Content starts

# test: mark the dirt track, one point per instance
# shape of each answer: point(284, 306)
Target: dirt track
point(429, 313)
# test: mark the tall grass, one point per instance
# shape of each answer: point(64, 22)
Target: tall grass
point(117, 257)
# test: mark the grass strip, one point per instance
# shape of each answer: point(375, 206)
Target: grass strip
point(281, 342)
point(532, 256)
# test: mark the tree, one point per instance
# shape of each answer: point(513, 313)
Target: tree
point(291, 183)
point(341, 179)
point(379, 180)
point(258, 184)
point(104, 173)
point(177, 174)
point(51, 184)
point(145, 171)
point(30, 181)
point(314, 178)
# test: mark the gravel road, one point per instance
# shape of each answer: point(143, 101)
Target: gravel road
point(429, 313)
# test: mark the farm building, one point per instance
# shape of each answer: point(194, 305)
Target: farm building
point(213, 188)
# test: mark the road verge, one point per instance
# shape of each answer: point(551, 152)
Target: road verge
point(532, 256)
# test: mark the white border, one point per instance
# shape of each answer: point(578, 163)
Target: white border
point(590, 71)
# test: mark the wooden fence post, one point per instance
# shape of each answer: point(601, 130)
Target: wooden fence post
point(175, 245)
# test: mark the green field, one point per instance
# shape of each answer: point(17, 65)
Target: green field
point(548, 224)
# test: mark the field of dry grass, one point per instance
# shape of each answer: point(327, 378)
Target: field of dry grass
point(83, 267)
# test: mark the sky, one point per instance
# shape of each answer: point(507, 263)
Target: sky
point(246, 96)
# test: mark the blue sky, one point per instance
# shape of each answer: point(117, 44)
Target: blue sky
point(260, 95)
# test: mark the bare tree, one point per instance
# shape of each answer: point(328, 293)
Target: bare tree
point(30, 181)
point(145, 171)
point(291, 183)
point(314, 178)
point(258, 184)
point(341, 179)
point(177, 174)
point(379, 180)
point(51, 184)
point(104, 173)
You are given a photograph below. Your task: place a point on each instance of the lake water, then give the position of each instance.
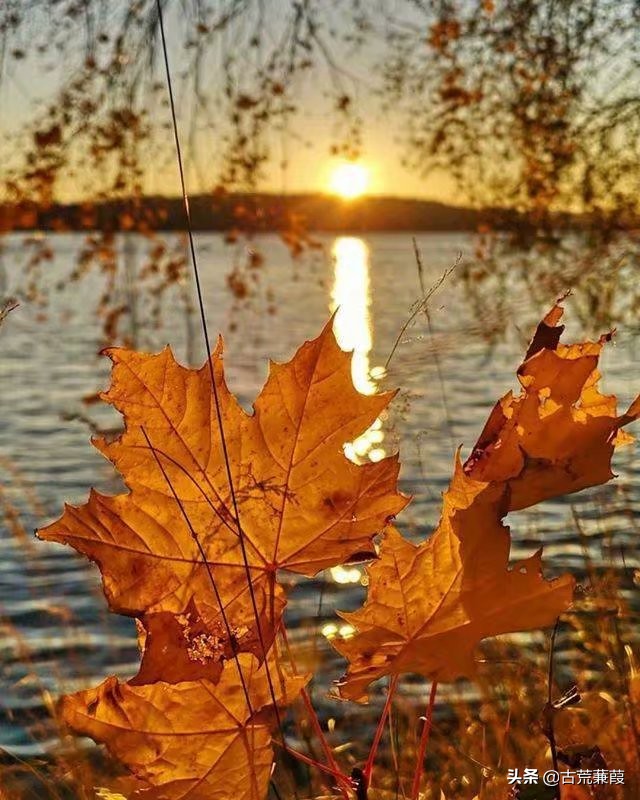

Content ends

What to do:
The records above are to be restated exactly, with all pictures omitted.

Task response:
# test: mark the dirt track, one point per instance
# shape of each answer: point(284, 306)
Target: dirt track
point(429, 313)
# test: mark the tall grass, one point per instance
# shape of each answer: point(64, 22)
Target: tall grass
point(117, 257)
# test: mark the grass strip, one point per instance
# shape of each answer: point(375, 206)
Target: grass strip
point(281, 342)
point(532, 256)
# test: mark the tree, one point per instance
# shape of each answer: point(513, 313)
Target: tree
point(291, 183)
point(341, 179)
point(379, 180)
point(258, 184)
point(104, 173)
point(177, 174)
point(51, 184)
point(145, 171)
point(30, 181)
point(314, 178)
# test: mark the gravel road, one point per instance
# shape of each answer: point(143, 101)
Target: gravel road
point(429, 313)
# test: mark the farm building, one point per instance
# shape of each answer: point(194, 305)
Target: farm building
point(213, 188)
# test: mark the road verge, one point per instance
# shape of each answer: point(551, 152)
Target: road verge
point(532, 256)
# test: mark the white border, one point per instance
# shape of each answer: point(578, 163)
Target: white border
point(590, 71)
# test: mark the wooden fence post, one point per instance
# shape of each answer: point(601, 130)
Target: wooden fence post
point(175, 245)
# test: mark the green field, one point per instance
# shape of each answer: point(17, 65)
Target: green field
point(548, 224)
# test: mark the field of dry grass, one point per instance
# shape of each answer: point(327, 378)
Target: field of dry grass
point(83, 267)
# test: mark the sky, one point per instance
# shape of each answer: point(507, 263)
Target: sky
point(246, 96)
# test: mark the blue sky, one point per instance
# shape of each answer: point(117, 44)
Target: blue sky
point(260, 95)
# test: mark the bare tree, one point per instance
# shape of each answer: point(328, 293)
Target: bare tree
point(30, 181)
point(145, 171)
point(291, 183)
point(314, 178)
point(258, 184)
point(341, 179)
point(177, 174)
point(379, 180)
point(51, 184)
point(104, 173)
You are given a photograph below. Your task: place a point on each instance of the lake water, then give the position of each instance.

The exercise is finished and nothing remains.